■ What you need to do ■
The output should consist solely of the line containing "of the concrete" and all lines after it through the final line of the entries below, reproduced exactly.

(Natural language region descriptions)
+---+
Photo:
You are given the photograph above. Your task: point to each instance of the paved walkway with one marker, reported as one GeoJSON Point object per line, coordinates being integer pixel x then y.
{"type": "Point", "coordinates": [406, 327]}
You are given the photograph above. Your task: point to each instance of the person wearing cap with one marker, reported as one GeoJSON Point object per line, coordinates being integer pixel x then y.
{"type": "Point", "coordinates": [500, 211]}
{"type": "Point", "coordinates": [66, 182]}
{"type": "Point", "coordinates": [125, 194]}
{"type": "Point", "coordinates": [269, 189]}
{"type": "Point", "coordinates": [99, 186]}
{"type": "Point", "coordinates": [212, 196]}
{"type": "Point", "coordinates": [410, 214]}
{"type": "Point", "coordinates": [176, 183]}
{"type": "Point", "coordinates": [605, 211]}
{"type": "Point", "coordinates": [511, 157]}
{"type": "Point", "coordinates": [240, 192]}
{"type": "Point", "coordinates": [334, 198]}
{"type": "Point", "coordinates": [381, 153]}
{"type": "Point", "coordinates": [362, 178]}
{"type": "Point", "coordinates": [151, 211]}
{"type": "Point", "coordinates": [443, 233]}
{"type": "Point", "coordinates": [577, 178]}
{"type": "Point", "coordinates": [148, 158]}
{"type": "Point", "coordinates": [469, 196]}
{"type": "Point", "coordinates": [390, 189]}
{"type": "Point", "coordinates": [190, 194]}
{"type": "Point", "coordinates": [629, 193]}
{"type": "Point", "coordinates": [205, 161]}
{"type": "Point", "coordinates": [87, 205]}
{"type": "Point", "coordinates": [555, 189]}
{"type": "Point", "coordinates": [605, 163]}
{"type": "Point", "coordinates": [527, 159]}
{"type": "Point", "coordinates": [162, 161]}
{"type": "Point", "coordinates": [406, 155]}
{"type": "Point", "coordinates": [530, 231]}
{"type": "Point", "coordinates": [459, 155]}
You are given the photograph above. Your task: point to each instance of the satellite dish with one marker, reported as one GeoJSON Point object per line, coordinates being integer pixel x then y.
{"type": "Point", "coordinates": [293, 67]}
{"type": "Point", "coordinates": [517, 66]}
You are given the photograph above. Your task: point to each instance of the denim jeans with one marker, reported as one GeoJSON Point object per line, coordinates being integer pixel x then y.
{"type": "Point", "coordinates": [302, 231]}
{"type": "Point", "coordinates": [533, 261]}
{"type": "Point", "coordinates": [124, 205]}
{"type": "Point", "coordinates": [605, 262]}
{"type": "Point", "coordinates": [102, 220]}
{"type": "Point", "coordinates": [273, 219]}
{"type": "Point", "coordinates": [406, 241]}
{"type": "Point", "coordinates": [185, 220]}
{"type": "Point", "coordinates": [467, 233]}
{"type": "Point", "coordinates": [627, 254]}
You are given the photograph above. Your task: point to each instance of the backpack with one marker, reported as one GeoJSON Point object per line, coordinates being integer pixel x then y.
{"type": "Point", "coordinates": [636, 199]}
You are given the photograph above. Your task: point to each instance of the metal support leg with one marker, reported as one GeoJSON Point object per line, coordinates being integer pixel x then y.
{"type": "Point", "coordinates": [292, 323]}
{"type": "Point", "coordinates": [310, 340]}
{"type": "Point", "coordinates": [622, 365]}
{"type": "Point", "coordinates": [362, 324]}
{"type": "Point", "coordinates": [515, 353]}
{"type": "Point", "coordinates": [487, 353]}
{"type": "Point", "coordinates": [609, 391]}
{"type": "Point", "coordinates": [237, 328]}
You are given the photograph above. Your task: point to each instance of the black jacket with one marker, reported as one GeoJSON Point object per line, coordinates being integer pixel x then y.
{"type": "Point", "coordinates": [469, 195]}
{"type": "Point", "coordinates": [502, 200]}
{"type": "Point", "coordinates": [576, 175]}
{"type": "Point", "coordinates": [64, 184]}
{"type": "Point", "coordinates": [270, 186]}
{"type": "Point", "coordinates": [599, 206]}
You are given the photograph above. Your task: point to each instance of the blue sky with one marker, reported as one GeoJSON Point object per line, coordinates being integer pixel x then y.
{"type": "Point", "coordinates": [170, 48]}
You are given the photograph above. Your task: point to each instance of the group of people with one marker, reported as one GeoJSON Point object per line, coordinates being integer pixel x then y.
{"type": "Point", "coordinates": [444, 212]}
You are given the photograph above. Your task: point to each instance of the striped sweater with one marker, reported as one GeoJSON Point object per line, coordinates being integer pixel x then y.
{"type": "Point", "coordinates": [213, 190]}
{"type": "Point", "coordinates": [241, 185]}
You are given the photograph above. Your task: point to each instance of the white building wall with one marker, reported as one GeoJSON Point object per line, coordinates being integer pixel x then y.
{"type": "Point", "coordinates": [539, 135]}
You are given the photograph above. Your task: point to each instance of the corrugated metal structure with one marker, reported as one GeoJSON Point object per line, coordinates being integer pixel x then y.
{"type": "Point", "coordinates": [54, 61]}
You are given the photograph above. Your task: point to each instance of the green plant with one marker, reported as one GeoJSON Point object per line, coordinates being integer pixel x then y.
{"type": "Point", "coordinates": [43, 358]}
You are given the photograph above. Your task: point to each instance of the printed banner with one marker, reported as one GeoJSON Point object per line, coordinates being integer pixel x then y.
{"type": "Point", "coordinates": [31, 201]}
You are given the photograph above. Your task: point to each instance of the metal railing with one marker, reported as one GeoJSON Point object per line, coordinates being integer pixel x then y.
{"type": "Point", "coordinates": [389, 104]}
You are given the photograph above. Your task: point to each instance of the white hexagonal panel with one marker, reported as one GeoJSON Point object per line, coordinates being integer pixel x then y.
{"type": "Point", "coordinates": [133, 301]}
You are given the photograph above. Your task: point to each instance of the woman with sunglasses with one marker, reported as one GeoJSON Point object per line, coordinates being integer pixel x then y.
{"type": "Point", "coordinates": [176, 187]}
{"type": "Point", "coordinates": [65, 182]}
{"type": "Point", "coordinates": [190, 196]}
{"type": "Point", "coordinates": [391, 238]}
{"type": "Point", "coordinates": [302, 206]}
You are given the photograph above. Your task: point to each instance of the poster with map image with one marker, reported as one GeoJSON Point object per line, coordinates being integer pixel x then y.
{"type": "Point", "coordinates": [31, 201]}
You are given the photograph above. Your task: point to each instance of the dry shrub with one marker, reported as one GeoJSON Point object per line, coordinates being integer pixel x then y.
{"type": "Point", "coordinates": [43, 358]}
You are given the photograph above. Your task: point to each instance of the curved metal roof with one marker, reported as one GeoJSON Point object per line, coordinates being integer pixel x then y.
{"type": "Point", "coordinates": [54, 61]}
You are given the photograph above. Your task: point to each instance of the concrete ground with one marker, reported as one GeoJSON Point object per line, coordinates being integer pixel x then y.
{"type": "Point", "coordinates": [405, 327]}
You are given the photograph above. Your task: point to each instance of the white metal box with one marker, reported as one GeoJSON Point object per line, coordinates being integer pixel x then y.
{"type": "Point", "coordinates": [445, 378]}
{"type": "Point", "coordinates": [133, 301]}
+---+
■ Result ■
You are given the photograph above. Your task: point to each instance of the concrete ground with one marker, reported as one GeoJSON Point object per line, coordinates being integer pixel x then y.
{"type": "Point", "coordinates": [405, 327]}
You are given the photograph above. Your task: point to each instance of the white metal box with one marker, reported as one GeoJSON Point object per line, coordinates being integer pixel x then y.
{"type": "Point", "coordinates": [445, 378]}
{"type": "Point", "coordinates": [133, 301]}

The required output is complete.